══ RAW DATA ══

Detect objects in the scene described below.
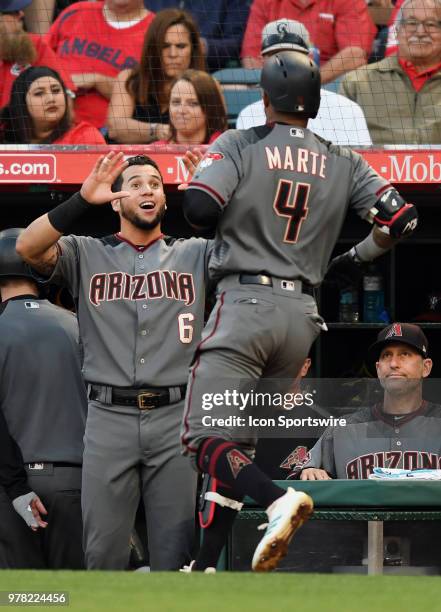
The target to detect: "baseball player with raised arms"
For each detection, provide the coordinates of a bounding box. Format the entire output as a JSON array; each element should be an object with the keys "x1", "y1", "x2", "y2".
[
  {"x1": 177, "y1": 51, "x2": 417, "y2": 571},
  {"x1": 293, "y1": 323, "x2": 441, "y2": 480},
  {"x1": 17, "y1": 153, "x2": 209, "y2": 570}
]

═══

> EXERCISE: Lay out every line of the data above as a JSON list of strings, one string per line, with blank lines and pictures left out.

> IN RESPONSE:
[
  "Detect objects in the scene described below.",
  "The target to detect: \"baseball player with raised arms\"",
  "For each detection, provide the coordinates of a bounding box. Format the entire output as a JSON array; each element should be an object with the keys \"x1\", \"y1\", \"x2\", \"y2\".",
  "[",
  "  {\"x1\": 177, \"y1\": 51, \"x2\": 417, \"y2\": 571},",
  "  {\"x1\": 293, \"y1\": 323, \"x2\": 441, \"y2\": 480},",
  "  {\"x1\": 17, \"y1\": 153, \"x2\": 209, \"y2\": 570}",
  "]"
]